**EXERCISE REQUIREMENTS:**
Write down exactly the line where "Target: rock formation" occurs and every line that follows it through the end of the material below; include nothing else.

**DATA TO PROCESS:**
——
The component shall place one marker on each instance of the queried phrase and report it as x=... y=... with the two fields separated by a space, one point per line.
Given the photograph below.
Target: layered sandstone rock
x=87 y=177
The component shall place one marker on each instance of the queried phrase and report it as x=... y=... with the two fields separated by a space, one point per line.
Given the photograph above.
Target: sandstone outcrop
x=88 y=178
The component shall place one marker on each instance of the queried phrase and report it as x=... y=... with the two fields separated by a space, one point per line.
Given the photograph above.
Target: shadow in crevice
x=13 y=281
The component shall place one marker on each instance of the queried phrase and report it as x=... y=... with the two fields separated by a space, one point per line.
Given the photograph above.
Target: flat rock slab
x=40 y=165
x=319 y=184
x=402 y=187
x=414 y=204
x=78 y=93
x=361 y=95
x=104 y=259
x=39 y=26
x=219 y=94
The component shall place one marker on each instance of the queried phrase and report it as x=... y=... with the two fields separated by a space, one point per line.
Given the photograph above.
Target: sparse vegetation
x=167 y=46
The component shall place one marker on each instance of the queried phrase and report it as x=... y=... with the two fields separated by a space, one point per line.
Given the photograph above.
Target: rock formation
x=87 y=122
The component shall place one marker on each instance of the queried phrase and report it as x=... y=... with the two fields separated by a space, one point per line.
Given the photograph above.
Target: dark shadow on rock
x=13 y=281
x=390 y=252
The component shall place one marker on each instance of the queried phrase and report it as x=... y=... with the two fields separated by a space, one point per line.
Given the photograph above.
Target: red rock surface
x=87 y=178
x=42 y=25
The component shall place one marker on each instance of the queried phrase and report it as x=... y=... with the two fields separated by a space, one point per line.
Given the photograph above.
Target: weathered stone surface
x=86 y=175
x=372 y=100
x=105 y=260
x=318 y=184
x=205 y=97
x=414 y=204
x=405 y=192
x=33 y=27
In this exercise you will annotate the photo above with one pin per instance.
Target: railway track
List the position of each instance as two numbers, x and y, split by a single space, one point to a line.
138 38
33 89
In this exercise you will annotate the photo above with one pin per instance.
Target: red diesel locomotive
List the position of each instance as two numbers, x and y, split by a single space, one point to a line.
——
**ANSWER FOR THE TASK:**
Target: rock formation
x=87 y=122
The component shall place one marker on each instance of the queried phrase and report it as x=... y=... with the two fields separated by a space, one point per line.
Given the photograph above.
Target: dark shadow on rock
x=13 y=281
x=390 y=252
The component shall place one marker on each instance of the queried phrase and report it as x=... y=... with the two fields separated by a space, one point per line.
Given the photograph above.
Target: red rock surface
x=87 y=178
x=42 y=25
The component shall place one marker on each instance of the queried phrase and report it as x=... y=... with the two fields separated by a space, one point per line.
Given the photograph above.
Target: weathered stone surface
x=86 y=175
x=372 y=100
x=105 y=260
x=318 y=184
x=205 y=97
x=414 y=204
x=405 y=192
x=33 y=27
In this exercise you will annotate the photo above with one pin per instance.
Target: railway track
List the position of each instance as two numbers, x and y, split by a single space, one point to a line.
138 38
33 89
In this exercise you will annotate the photo above with one pin per instance.
Target: red diesel locomotive
List the position of each instance as two numbers, x and y, split by a single space, one point to a line.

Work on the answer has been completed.